▶ [What is expected] Copy the part of the listing below verbatim, starting at the line that contains "of the woman's" and ending at the line that contains "column 345, row 115", with both of those lines included.

____

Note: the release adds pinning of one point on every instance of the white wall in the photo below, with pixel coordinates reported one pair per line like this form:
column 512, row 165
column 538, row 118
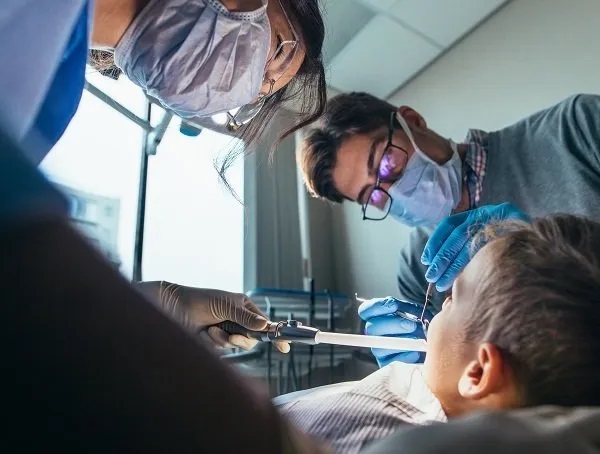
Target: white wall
column 529, row 55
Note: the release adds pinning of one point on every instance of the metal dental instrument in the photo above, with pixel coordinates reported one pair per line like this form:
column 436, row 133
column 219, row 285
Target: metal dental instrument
column 294, row 331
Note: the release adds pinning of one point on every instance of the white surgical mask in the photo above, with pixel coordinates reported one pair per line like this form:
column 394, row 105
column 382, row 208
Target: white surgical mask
column 196, row 57
column 427, row 192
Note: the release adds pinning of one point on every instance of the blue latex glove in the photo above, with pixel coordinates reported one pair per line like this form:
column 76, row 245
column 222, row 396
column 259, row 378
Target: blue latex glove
column 448, row 250
column 381, row 318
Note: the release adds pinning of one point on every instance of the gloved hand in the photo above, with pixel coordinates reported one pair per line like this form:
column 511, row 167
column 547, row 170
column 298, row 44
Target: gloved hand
column 203, row 308
column 448, row 250
column 381, row 318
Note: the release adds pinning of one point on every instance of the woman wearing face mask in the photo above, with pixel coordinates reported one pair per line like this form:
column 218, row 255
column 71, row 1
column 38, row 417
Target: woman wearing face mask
column 195, row 57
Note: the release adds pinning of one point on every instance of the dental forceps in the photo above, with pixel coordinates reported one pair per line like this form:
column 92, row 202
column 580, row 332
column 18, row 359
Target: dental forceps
column 424, row 322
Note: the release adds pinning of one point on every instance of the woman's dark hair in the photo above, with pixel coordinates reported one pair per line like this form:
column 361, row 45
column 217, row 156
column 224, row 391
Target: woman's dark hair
column 308, row 85
column 539, row 303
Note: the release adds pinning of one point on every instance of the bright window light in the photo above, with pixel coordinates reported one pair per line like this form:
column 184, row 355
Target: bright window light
column 97, row 162
column 194, row 227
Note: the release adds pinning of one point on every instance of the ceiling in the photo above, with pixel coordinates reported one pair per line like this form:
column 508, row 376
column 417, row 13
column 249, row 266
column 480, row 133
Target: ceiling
column 379, row 45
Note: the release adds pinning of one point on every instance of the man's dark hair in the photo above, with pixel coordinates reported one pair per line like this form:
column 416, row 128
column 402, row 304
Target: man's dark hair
column 540, row 304
column 345, row 115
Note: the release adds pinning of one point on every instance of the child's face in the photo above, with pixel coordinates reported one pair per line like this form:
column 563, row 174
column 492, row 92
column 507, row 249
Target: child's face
column 454, row 367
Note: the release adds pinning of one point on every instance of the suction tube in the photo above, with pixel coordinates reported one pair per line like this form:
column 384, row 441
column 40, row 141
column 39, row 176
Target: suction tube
column 294, row 331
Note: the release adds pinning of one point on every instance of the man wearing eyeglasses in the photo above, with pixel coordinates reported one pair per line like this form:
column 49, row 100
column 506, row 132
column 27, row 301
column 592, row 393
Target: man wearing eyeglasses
column 388, row 161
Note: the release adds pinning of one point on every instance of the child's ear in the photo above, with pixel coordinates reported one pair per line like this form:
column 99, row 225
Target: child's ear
column 484, row 376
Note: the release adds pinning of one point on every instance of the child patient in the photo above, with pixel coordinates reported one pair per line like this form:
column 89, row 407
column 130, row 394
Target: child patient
column 521, row 329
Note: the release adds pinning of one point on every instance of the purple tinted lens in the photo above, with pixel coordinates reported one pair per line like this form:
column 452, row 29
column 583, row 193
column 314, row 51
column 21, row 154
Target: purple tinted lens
column 377, row 197
column 386, row 166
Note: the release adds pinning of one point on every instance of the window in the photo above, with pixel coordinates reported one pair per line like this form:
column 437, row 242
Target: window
column 194, row 228
column 97, row 163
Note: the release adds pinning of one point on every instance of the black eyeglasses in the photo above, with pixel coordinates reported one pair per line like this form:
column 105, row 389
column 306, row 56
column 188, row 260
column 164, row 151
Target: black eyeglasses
column 389, row 169
column 277, row 65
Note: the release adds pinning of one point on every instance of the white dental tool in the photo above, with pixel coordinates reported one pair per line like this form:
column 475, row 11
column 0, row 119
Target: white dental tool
column 294, row 331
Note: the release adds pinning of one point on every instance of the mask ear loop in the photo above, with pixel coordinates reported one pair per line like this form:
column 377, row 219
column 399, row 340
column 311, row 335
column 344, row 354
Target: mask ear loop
column 409, row 134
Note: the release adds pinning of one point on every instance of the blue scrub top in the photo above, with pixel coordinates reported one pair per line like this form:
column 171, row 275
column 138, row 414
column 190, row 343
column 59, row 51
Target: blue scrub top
column 63, row 95
column 36, row 107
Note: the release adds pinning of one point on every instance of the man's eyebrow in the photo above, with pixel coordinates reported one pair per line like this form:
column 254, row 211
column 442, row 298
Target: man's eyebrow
column 370, row 161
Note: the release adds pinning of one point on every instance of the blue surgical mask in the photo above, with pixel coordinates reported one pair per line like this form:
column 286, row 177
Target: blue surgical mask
column 196, row 57
column 427, row 192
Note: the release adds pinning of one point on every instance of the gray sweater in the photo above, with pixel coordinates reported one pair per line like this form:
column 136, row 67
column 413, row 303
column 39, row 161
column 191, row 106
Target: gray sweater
column 544, row 164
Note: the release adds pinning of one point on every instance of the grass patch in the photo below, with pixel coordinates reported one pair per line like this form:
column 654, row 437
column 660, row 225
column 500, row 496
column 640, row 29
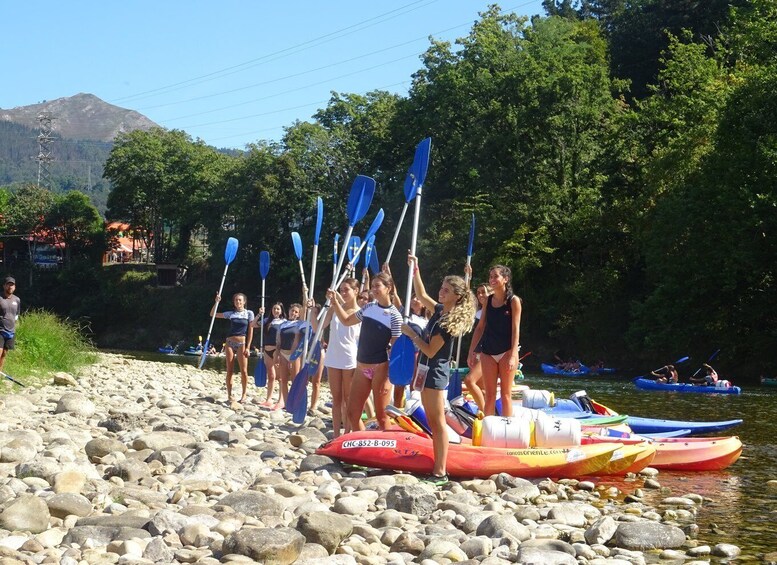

____

▶ [Final result]
Note: the release adds pinning of one point on every instance of the woman's dark hair in the photo above, with pixel coordinates reported one pair per line like this form:
column 361, row 45
column 217, row 156
column 224, row 391
Target: woman's dark hair
column 308, row 85
column 539, row 303
Note: the release adds pinning of one point on every instance of the bright window light in the photo above, with pixel coordinates reported one pair per line like this form:
column 184, row 355
Target: bright window light
column 97, row 162
column 194, row 227
Note: the release adds pinning of one point on every instance of the ceiling in the photo above, with pixel coordinates reported one pair per line like this form:
column 508, row 376
column 417, row 13
column 249, row 266
column 480, row 133
Target: ceiling
column 379, row 45
Note: the release adds pinning of one point on every instance of the man's dark hair in the photo above, with pixel coordinates reported one pair per line like this form:
column 416, row 128
column 402, row 304
Target: man's dark hair
column 540, row 304
column 345, row 115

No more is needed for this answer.